■ **PROBLEM REQUIREMENTS**: Rewrite as a numbered list the portion of the data below that begins with the line containing "Find the <item>scattered" and ends with the line containing "93], [80, 92]]", both lines included. Omit any blank lines.

Some records
┏━━

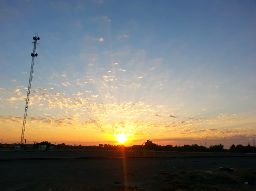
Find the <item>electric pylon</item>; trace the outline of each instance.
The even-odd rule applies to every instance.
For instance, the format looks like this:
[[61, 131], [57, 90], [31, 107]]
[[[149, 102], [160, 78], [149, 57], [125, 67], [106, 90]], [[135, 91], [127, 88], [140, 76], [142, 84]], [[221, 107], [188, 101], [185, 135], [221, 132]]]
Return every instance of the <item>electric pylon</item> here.
[[21, 137], [20, 138], [20, 144], [23, 143], [24, 141], [24, 133], [25, 132], [25, 127], [26, 126], [26, 121], [27, 119], [27, 114], [28, 112], [28, 100], [29, 99], [29, 94], [30, 94], [30, 88], [31, 87], [31, 82], [32, 78], [33, 77], [33, 70], [34, 69], [34, 60], [35, 57], [38, 56], [37, 53], [36, 53], [36, 45], [39, 44], [37, 41], [40, 40], [40, 38], [37, 36], [33, 37], [34, 41], [32, 42], [34, 45], [33, 49], [33, 53], [30, 54], [32, 57], [32, 62], [31, 62], [31, 68], [30, 69], [30, 76], [29, 76], [29, 81], [28, 81], [28, 92], [27, 94], [27, 98], [26, 99], [26, 105], [25, 106], [25, 112], [24, 113], [24, 119], [23, 119], [23, 124], [22, 126], [22, 132], [21, 132]]

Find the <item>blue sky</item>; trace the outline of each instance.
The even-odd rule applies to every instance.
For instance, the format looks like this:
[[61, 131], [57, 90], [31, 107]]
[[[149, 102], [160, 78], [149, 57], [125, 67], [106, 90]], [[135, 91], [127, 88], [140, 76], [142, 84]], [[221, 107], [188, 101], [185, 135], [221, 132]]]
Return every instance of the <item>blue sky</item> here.
[[128, 144], [148, 138], [251, 142], [255, 5], [1, 1], [1, 138], [20, 139], [39, 30], [25, 138], [98, 144], [114, 143], [122, 134]]

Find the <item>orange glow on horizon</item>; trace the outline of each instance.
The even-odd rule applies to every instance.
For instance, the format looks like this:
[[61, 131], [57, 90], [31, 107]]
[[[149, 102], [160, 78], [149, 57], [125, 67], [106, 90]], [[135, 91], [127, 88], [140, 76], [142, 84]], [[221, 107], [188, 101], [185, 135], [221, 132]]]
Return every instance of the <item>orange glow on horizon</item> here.
[[128, 140], [127, 135], [123, 133], [116, 134], [115, 136], [116, 140], [121, 144], [124, 143]]

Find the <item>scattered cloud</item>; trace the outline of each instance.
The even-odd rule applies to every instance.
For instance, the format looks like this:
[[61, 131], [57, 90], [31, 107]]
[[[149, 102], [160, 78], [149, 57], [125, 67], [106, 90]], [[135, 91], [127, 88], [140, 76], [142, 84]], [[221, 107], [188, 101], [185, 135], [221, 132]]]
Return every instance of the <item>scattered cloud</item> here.
[[14, 90], [11, 91], [10, 92], [11, 93], [17, 93], [17, 92], [19, 92], [19, 89], [16, 89], [16, 90]]
[[62, 84], [63, 86], [70, 86], [71, 85], [71, 84], [69, 83], [69, 82], [62, 83], [61, 83], [61, 84]]
[[78, 92], [77, 93], [77, 95], [78, 96], [80, 96], [81, 95], [83, 95], [84, 94], [84, 93], [80, 93], [80, 92]]

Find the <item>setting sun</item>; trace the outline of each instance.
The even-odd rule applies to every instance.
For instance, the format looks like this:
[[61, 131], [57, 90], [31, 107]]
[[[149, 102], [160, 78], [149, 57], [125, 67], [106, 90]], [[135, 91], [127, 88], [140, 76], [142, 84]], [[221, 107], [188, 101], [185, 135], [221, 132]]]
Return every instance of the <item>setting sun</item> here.
[[127, 136], [124, 134], [119, 134], [116, 135], [116, 139], [120, 143], [122, 144], [127, 140]]

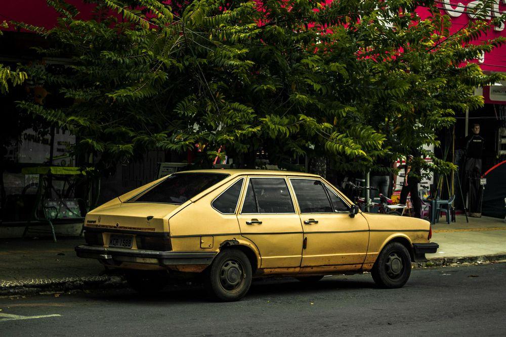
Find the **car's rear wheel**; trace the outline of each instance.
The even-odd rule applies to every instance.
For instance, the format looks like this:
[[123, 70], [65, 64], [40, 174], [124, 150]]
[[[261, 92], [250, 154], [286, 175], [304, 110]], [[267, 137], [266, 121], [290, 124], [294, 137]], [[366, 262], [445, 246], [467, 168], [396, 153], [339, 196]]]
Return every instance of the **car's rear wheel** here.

┗━━

■ **ANSWER TO THE EXERCISE**:
1. Find the <item>scattered cloud</item>; trace the outline of each instance.
2. The even-odd rule applies to every instance.
3. For instance, the format looks like this:
4. [[61, 131], [57, 90], [31, 107]]
5. [[[149, 102], [160, 78], [149, 57], [125, 67], [106, 90]], [[135, 91], [127, 88], [140, 76], [142, 84]], [[221, 107], [188, 101], [185, 135], [221, 132]]]
6. Return every instance of the <item>scattered cloud</item> here.
7. [[14, 90], [11, 91], [10, 92], [11, 93], [17, 93], [17, 92], [19, 92], [19, 89], [16, 89], [16, 90]]
8. [[62, 84], [63, 86], [70, 86], [71, 85], [71, 84], [69, 83], [69, 82], [62, 83], [61, 83], [61, 84]]
9. [[78, 92], [77, 93], [77, 95], [78, 96], [80, 96], [81, 95], [83, 95], [84, 94], [84, 93], [80, 93], [80, 92]]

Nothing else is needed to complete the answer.